● Prompt 1:
Answer these questions about the NIH co-robot funding text:
(a) What is the approximate total funding for the NIH projects, and over what period?
(b) For which year running has the NIH taken part in the NRI initiative?
(c) What kind of robot does the project for the elderly aim to develop?
● Prompt 2: Repeat the passage of the NIH co-robot funding text that begins at the words "This is the" and stops after "expensive home renovations.".

● Document text:
--------------------
As part of the National Robotics Initiative (NRI), the National Institutes of Health announced that it will fund the development of three innovative co-robots - robots that work cooperatively with people. Two of the robots will improve health and quality of life for individuals with disabilities, and the third will serve as a social companion for children that inspires curiosity and teaches the importance of hard work and determination. Funding for the NIH projects will total approximately $2.2 million over the next five years, subject to the availability of funds.

"When the general public thinks about the research that NIH supports, they don't usually imagine robots. But robots have a tremendous potential to contribute to the health and well-being of our society, whether they are helping an elderly person engage in physical activity or promoting the curiosity of a child," said Grace Peng, Ph.D., program director of Rehabilitation Engineering at the National Institute of Biomedical Imaging and Bioengineering, part of NIH. "These three highly innovative projects demonstrate the power of encouraging leaders in the field of robotics to focus their attention on solving issues that pertain to health."

This is the fourth year the NIH has participated in the interagency NRI initiative. The National Science Foundation, the National Aeronautics and Space Administration, the U.S. Department of Agriculture, and the U.S. Department of Defense also supported the development of new co-robots this year.

As individuals age, their ability to walk without assistance diminishes, leading to a decrease in physical activity and quality of life. To stay in their homes, elderly with mobility issues often require costly home modifications such as replacing steps with ramps or installing wheelchair lifts. The goal of this project is to develop a four-legged robot that enhances mobility, so that the elderly can remain physically active and enjoy a healthier life with reduced reliance on the assistance of caregivers or expensive home renovations.
--------------------
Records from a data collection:
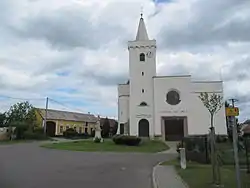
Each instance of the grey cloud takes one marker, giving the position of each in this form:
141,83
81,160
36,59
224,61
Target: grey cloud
68,28
106,80
211,25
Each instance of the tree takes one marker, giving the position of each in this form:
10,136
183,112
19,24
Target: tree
23,113
106,128
114,128
2,119
213,103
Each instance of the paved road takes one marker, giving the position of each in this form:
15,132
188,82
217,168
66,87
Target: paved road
29,166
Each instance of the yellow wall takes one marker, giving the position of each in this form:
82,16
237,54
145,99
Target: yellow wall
39,118
64,124
72,124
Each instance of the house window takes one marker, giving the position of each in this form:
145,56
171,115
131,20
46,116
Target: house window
143,104
142,57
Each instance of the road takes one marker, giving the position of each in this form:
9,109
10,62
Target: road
30,166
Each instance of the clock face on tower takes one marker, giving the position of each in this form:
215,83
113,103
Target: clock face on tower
149,54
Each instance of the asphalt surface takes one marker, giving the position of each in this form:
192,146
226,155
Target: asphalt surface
30,166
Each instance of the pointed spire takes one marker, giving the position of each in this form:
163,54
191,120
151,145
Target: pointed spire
142,31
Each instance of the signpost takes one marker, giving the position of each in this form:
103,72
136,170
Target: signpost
232,111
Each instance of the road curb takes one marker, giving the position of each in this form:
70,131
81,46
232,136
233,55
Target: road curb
155,184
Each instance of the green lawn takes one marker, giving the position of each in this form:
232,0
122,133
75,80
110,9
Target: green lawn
197,175
108,146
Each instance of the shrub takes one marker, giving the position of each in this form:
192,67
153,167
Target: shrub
70,133
39,130
97,140
20,129
126,140
28,135
84,135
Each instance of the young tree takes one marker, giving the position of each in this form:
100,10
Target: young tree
2,119
213,103
106,128
22,112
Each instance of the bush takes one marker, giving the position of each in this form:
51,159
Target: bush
20,129
126,140
28,135
221,138
39,130
83,135
97,140
70,133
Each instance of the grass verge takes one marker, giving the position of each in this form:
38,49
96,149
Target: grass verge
200,175
109,146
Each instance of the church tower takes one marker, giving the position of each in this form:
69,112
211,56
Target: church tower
142,69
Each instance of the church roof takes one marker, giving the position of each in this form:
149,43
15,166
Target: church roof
142,34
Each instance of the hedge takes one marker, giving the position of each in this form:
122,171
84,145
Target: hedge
126,140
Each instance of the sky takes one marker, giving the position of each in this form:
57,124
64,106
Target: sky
75,51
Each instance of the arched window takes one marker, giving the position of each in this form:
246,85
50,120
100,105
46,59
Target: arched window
143,104
142,57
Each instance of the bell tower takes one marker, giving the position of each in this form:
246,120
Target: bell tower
142,69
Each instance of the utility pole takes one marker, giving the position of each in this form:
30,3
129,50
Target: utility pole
46,113
235,145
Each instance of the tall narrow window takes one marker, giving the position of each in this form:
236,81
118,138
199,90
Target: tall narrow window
142,57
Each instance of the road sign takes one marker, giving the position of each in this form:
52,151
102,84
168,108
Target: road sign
232,111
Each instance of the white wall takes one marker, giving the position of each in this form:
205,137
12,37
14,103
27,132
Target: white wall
162,109
198,117
139,82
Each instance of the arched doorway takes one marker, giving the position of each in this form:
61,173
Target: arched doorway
50,128
143,128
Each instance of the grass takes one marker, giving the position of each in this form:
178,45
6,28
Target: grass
199,175
6,142
109,146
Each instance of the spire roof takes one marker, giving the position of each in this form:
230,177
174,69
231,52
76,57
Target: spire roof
142,31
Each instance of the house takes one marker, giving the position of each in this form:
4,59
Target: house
162,106
58,121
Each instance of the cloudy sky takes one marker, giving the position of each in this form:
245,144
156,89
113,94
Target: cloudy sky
75,51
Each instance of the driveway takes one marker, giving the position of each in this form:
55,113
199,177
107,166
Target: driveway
30,166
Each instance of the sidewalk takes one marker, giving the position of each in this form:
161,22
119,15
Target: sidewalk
166,177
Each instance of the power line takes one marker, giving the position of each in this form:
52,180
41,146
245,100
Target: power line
66,106
18,98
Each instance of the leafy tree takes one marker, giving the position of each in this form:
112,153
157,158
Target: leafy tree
21,112
106,128
213,103
114,128
2,119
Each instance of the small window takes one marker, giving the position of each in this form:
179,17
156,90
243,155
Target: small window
143,104
142,57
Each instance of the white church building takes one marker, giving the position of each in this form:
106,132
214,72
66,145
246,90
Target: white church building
162,106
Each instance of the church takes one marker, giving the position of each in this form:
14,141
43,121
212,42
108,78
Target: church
168,107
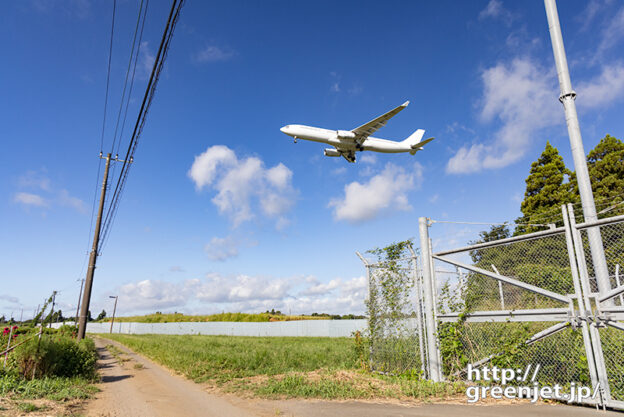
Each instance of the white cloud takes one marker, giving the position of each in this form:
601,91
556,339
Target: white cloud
34,179
66,200
216,293
221,248
212,53
495,10
154,294
368,158
318,288
386,191
522,96
29,199
50,196
242,288
612,33
242,183
604,89
9,298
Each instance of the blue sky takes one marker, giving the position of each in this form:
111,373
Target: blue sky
260,222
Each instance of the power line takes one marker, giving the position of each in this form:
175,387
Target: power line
159,61
130,59
110,55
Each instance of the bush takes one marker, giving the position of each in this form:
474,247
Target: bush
55,355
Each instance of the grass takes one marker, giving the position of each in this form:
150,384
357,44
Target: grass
56,389
278,367
237,317
203,358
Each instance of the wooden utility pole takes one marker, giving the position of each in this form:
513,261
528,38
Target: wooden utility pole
114,310
78,305
86,298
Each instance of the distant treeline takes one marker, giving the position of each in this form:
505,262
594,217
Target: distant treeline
267,316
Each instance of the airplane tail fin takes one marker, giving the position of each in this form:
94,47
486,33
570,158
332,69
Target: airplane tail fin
414,138
415,142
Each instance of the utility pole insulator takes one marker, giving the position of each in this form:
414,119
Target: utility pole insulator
86,298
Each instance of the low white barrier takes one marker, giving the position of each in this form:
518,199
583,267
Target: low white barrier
298,328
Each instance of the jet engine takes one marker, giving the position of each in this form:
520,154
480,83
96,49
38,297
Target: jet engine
332,152
345,134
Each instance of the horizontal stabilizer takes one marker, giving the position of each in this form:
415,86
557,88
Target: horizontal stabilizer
423,143
414,138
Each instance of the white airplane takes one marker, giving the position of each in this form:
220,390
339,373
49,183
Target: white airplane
347,142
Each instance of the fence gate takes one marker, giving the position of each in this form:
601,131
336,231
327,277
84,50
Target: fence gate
527,302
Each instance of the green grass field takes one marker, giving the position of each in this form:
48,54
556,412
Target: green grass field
238,317
281,367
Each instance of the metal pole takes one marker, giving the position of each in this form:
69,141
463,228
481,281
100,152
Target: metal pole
567,97
78,305
418,309
114,309
368,287
52,311
429,314
594,334
434,286
8,345
617,281
86,299
500,289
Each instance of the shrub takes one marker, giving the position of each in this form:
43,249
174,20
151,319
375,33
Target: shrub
55,355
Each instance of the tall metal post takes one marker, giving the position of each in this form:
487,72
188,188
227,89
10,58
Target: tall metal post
419,315
114,309
51,311
86,298
78,305
567,97
430,326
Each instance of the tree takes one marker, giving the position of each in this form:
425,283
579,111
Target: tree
606,169
102,315
547,189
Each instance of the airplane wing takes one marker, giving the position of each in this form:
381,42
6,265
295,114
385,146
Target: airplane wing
348,155
371,127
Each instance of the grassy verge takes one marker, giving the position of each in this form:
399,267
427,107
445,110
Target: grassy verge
279,367
236,317
63,369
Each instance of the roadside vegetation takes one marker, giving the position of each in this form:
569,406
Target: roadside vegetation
45,370
268,316
284,367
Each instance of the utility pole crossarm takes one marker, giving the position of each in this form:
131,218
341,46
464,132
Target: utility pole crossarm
86,298
567,98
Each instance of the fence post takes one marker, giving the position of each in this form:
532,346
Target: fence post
594,333
368,286
419,315
432,346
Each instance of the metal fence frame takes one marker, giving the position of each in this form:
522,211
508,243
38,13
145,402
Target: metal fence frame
585,310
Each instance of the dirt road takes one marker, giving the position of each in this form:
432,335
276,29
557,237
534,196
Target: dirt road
134,386
140,388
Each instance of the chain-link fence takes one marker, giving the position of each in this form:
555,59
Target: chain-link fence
394,329
535,299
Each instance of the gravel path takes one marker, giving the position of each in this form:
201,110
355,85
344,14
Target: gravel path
138,387
141,388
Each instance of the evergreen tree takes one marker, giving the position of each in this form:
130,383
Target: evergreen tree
606,170
546,190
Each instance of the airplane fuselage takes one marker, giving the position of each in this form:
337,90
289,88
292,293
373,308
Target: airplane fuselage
342,139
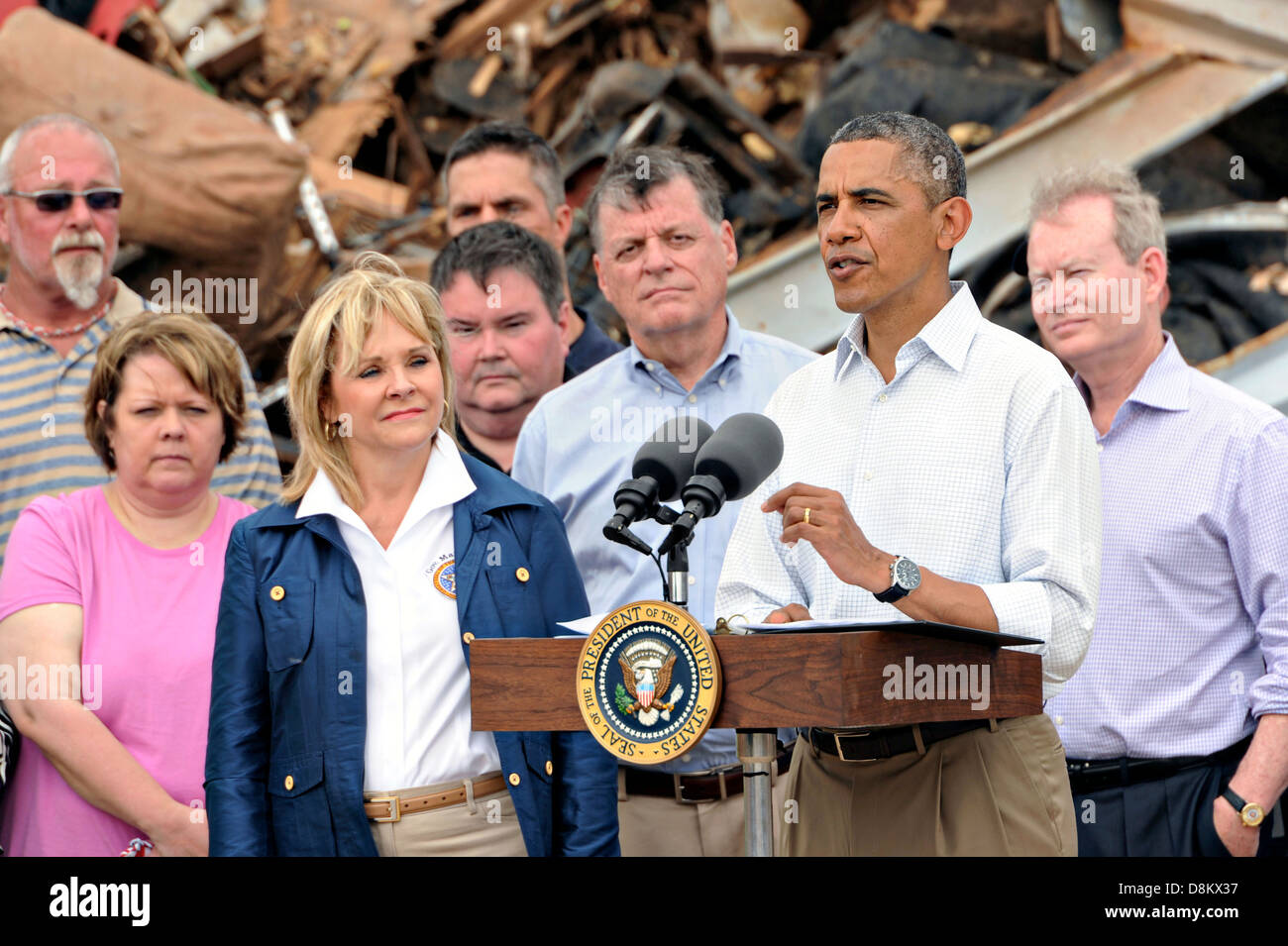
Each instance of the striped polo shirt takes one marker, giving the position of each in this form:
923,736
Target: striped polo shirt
43,446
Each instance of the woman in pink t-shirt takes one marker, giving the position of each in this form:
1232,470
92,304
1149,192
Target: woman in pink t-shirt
108,600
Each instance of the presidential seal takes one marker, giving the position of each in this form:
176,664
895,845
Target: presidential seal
443,575
648,683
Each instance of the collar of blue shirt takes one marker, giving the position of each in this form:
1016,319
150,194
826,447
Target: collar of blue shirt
656,372
1164,385
948,335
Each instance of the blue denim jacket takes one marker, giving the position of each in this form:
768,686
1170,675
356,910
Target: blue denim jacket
288,690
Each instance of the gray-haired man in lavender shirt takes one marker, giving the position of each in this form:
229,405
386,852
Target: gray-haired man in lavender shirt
1176,723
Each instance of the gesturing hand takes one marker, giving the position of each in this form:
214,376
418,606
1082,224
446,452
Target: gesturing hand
820,517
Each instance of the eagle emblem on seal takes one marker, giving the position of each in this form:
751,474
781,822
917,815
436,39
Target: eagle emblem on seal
647,668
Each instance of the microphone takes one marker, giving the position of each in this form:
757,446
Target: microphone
730,465
662,464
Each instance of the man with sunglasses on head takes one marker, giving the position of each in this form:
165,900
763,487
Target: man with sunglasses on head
59,222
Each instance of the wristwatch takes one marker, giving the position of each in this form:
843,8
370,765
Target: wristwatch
1249,812
905,578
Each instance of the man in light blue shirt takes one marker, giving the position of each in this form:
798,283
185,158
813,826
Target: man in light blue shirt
1176,723
662,254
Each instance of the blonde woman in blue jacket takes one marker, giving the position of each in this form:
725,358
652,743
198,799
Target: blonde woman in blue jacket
340,717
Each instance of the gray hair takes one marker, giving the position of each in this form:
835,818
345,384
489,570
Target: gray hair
54,120
488,248
513,138
928,155
631,172
1137,214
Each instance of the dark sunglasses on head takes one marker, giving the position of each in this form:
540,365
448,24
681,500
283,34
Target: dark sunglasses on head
58,201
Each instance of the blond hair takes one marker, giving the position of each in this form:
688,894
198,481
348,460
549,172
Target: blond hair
1137,214
205,356
343,314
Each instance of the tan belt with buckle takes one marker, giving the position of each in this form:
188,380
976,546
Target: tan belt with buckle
391,808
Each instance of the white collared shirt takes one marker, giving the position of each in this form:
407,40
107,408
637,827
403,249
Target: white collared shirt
977,461
417,683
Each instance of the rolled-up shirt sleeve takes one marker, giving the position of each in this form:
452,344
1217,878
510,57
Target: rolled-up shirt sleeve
1051,533
1258,550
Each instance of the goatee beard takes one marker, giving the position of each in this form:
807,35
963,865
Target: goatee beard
80,275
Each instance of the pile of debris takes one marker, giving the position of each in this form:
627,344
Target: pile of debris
206,93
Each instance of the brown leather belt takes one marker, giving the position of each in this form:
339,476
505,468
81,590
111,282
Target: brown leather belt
391,808
691,789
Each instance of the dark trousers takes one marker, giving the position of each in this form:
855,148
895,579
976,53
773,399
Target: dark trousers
1166,817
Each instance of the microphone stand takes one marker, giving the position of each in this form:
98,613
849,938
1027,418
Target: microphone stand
678,575
756,748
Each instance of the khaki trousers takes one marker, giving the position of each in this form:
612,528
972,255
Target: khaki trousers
982,793
483,826
652,826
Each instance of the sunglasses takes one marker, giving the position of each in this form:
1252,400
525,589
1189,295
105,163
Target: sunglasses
58,201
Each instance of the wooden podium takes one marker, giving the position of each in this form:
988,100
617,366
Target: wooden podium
836,680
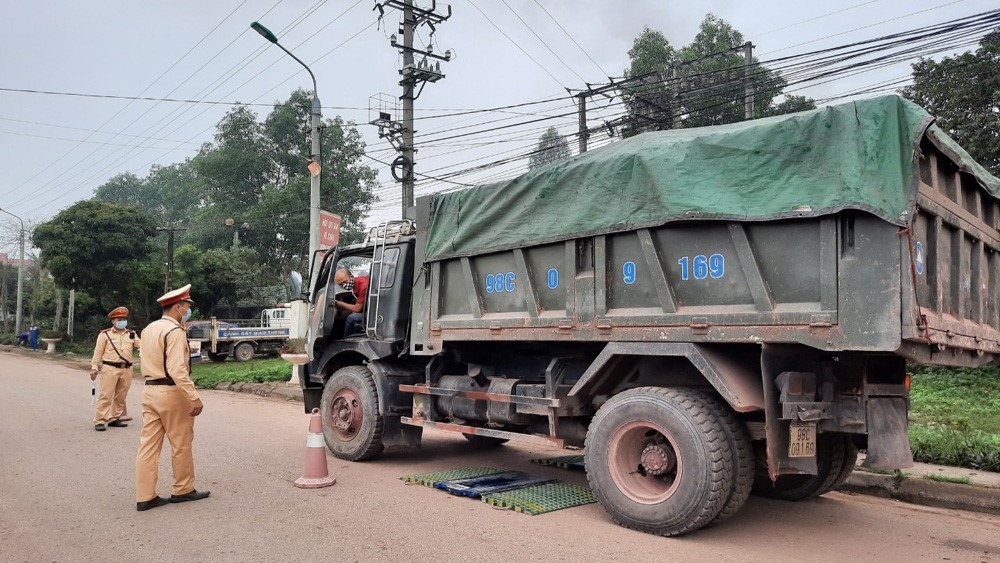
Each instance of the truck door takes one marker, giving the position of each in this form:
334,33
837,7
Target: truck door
389,293
322,313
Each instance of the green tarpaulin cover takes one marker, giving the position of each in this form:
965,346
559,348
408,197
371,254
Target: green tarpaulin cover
860,155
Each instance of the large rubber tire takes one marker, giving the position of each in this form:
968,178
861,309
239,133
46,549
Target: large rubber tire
659,461
847,466
743,460
484,441
352,423
831,450
243,352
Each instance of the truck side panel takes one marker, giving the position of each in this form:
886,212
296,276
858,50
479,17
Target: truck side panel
954,245
699,281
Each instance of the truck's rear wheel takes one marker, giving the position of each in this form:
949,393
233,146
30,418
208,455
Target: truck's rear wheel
352,423
659,461
831,451
847,465
744,462
243,352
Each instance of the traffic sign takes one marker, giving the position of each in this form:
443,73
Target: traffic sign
329,229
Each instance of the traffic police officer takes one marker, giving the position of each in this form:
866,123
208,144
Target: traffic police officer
113,360
169,404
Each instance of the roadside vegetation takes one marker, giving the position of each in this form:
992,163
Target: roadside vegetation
207,374
955,416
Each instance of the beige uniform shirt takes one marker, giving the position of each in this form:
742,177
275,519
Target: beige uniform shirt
108,340
178,359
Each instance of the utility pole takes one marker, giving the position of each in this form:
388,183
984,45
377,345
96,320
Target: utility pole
18,317
70,312
413,74
58,318
170,253
748,80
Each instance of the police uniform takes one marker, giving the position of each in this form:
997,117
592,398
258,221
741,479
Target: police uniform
167,401
113,362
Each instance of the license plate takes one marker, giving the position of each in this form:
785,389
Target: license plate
802,441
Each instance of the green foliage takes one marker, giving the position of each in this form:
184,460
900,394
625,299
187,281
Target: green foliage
701,84
955,416
96,246
214,274
963,92
552,147
961,480
210,374
254,172
651,52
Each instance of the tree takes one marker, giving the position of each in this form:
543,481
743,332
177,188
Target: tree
552,147
701,84
791,104
648,98
239,165
214,274
96,246
963,92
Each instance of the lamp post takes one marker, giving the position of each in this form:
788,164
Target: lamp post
20,277
314,165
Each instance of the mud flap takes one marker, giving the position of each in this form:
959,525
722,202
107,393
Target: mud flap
888,442
398,434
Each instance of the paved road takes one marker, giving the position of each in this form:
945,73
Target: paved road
66,494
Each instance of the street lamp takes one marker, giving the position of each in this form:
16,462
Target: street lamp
314,165
20,277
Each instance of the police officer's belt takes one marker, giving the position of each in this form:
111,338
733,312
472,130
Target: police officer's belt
162,381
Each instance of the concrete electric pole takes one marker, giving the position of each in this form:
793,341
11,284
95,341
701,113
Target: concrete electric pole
19,315
170,253
413,74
--------------------
● Worked solution 1:
(a) Approximately $2.2 million over the next five years, subject to the availability of funds.
(b) The fourth year.
(c) A four-legged robot that enhances mobility.

● Worked solution 2:
This is the fourth year the NIH has participated in the interagency NRI initiative. The National Science Foundation, the National Aeronautics and Space Administration, the U.S. Department of Agriculture, and the U.S. Department of Defense also supported the development of new co-robots this year.

As individuals age, their ability to walk without assistance diminishes, leading to a decrease in physical activity and quality of life. To stay in their homes, elderly with mobility issues often require costly home modifications such as replacing steps with ramps or installing wheelchair lifts. The goal of this project is to develop a four-legged robot that enhances mobility, so that the elderly can remain physically active and enjoy a healthier life with reduced reliance on the assistance of caregivers or expensive home renovations.